--- REQUEST ---
Rewrite the entries from their start through the line containing "box: [31, 366, 120, 380]", switching "prompts" to "cues" and keeping everything else the same. Leave the pictures out of your answer.

--- MATERIAL SHOWN ---
──────────────────────────────
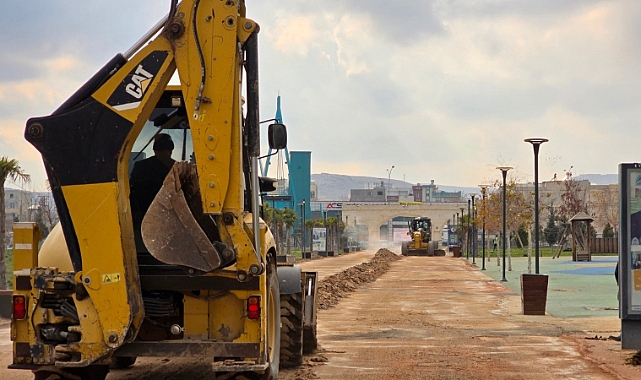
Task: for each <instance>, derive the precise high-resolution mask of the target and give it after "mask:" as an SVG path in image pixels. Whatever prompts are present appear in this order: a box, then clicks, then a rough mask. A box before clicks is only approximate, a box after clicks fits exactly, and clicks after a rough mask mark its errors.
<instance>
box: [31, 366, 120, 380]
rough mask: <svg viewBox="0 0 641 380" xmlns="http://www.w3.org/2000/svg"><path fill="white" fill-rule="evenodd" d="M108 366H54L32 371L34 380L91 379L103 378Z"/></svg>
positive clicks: (63, 379)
──────────────────────────────
--- WRITTEN REPLY ---
Task: for each <instance>, derive the precise high-resolution mask of the target and give it after "mask:" as an SVG path in image pixels. Whatever cues are present appear in this order: a box, then clicks, then a rough mask. A box before clicks is only approximate, a box after clicks fits exactly, and clicks after a rough mask mark its errors.
<instance>
box: [31, 366, 120, 380]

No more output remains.